— begin Supplied information —
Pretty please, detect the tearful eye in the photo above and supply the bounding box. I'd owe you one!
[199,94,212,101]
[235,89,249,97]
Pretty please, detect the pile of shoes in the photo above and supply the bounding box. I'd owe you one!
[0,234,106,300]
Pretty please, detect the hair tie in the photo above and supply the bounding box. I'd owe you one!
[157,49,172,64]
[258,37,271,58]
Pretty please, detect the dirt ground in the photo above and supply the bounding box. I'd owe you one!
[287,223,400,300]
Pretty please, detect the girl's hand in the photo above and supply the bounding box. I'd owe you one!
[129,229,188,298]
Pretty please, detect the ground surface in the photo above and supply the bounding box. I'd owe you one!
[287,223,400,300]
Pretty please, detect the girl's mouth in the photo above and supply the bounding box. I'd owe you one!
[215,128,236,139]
— end Supplied information —
Goal of the exercise:
Please put the rows above into a two-column CSV with the headers "text" and "answer", one line for each row. Wrap every field in quotes and turn any line breaks inside a field into spaces.

The answer:
text,answer
"Pretty please, detect the tearful eye in the photo above and supply the bounding box. I'd owe you one!","[199,94,212,101] [235,89,249,97]"
"Pretty please, detect the pile of shoes in the photo above and supply the bounding box. I'd owe you one!","[0,234,106,300]"
"Pretty please, detect the hair tie in the photo above and supply the bounding box. I'd owe you one!","[157,49,172,64] [258,37,271,58]"
"Pretty please, detect the dirt ground in the photo above and supply the bounding box. I'd owe you one!","[287,223,400,300]"
"Pretty please, detect the girl's hand in the photo above and supply the bounding box. I'd owe you one!","[129,229,188,298]"
"Pretty please, detect the ground surface in the photo above and supply the bounding box. I'd owe you one!","[287,223,400,300]"
"Pretty please, detect the girl's mouth in the photo above and supply the bounding box. I'd owe you one!","[215,128,236,139]"